[BEGIN Recorded information]

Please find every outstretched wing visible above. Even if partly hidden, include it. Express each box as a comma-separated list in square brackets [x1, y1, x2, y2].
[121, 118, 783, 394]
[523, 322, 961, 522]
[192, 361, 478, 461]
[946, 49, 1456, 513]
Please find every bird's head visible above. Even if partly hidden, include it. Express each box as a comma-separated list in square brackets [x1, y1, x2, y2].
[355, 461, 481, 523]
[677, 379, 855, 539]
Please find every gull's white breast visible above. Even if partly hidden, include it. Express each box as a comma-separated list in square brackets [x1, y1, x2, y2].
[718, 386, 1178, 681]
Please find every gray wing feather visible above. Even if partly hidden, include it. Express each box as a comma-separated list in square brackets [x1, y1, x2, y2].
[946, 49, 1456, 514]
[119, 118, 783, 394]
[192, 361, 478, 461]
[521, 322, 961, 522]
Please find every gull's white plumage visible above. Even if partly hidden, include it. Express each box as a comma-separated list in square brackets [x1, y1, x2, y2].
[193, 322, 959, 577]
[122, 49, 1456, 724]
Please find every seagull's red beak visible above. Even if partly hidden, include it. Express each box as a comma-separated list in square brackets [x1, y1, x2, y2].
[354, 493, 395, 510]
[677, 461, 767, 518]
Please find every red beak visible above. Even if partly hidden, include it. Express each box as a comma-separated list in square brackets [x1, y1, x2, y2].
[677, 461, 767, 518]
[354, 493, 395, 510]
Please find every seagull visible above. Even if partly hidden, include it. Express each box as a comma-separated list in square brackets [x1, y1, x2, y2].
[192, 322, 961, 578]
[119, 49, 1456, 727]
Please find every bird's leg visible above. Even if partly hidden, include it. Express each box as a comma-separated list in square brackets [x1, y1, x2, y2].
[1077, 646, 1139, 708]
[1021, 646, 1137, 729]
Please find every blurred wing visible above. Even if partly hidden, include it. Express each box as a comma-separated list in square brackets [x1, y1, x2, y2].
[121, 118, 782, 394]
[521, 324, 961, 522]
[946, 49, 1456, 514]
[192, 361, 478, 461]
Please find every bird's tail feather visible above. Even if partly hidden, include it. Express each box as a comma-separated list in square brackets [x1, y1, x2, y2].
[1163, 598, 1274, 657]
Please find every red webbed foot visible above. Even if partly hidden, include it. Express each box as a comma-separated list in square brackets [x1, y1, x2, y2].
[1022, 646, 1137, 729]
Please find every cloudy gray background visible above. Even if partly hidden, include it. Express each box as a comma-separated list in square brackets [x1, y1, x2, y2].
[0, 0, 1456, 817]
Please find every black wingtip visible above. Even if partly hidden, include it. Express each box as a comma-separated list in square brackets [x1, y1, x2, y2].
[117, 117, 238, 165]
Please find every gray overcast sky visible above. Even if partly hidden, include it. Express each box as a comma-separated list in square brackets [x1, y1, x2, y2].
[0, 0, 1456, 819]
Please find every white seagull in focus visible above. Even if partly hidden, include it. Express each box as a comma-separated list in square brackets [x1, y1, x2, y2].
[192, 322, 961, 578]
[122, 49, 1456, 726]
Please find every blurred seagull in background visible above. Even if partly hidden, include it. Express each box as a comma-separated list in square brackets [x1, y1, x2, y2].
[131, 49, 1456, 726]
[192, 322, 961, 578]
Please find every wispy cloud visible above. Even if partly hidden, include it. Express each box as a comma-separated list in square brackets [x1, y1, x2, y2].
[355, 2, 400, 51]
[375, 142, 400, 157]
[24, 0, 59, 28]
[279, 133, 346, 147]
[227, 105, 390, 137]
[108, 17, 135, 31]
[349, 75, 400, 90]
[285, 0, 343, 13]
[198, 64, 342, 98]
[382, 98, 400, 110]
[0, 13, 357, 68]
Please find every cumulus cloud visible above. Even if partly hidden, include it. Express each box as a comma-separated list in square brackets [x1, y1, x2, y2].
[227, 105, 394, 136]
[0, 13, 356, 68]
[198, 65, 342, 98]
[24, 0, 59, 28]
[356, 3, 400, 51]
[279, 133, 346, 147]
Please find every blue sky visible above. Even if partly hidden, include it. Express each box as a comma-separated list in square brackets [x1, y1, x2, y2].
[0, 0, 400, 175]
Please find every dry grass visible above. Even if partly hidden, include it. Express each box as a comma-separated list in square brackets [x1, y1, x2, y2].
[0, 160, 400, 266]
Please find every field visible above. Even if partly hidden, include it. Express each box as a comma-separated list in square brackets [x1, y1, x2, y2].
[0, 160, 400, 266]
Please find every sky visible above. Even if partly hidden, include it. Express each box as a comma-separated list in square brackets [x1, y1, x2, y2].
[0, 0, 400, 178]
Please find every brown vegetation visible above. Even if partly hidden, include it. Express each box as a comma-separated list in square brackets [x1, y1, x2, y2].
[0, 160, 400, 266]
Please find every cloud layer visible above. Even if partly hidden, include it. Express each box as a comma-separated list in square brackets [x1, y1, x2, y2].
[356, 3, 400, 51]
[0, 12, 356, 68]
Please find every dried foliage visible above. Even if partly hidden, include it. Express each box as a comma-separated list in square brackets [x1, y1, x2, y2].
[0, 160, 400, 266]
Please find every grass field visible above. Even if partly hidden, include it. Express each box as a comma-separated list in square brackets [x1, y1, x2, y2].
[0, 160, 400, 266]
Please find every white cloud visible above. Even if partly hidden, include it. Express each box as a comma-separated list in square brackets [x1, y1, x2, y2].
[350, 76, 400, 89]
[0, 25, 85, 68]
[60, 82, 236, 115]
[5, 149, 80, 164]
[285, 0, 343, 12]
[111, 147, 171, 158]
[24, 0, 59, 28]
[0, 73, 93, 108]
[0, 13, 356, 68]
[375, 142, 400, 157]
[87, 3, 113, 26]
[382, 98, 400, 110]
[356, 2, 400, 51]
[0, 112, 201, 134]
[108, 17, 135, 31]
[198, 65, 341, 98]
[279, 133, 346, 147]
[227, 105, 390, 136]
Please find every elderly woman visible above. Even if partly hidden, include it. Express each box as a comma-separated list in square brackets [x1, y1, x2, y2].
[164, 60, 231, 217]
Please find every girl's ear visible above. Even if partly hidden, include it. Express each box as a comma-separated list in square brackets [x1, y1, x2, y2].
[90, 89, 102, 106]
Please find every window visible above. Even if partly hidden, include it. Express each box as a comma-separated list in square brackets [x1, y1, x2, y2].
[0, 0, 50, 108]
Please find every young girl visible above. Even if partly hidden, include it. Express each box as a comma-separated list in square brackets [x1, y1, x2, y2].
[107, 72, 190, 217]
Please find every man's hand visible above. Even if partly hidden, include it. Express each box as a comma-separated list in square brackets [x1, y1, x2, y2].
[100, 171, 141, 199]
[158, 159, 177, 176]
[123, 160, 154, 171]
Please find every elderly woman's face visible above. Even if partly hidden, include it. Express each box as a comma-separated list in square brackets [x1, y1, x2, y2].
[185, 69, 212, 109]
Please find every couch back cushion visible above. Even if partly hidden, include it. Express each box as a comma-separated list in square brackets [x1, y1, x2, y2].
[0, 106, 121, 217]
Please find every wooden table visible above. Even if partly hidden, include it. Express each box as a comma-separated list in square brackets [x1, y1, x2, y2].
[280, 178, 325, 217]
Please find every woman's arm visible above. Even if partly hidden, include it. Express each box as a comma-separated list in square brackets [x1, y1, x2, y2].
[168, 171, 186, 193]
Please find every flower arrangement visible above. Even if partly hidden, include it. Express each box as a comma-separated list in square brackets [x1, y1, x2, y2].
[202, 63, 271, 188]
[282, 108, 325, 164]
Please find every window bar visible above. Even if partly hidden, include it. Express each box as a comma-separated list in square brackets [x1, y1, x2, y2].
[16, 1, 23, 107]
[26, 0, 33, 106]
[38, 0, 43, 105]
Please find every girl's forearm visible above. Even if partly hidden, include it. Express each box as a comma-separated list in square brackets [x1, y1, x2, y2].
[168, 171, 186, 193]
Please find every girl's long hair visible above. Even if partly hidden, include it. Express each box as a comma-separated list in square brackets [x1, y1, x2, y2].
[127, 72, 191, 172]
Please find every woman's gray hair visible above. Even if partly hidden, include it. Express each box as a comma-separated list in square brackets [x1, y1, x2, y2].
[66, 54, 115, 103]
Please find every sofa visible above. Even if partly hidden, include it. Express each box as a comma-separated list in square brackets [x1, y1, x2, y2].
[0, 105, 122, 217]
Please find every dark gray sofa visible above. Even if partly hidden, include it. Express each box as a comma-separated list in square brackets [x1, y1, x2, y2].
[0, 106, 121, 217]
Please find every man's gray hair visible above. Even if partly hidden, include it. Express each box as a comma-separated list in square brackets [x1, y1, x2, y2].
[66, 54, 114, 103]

[END Recorded information]

> What the exercise asks
Can you rewrite the lines from the first one through the line containing "[718, 386, 1178, 681]" as a two-column CSV headed instruction and response? Give one row per line that asks for something, paired with the lines that answer it, with every field quoted and line breaks turned into spaces.

> Response to this exercise
instruction,response
"Please find every outstretched wing visible above. Even if partly hidden, include it. Express each box as a comma-separated list in square brackets [x1, y1, x2, y2].","[121, 118, 783, 394] [523, 322, 961, 522] [192, 361, 478, 461] [946, 49, 1456, 513]"
"Please find every bird's head visible above. Even if partly hidden, include it. Express each box as a comma-separated list in square brackets [x1, y1, x2, y2].","[355, 461, 481, 523] [677, 379, 855, 539]"
"Please find every gull's white breast visible above. Even if partly hidden, include it. Express each box as a comma-separated list in square brackets [x1, y1, x2, y2].","[718, 386, 1178, 681]"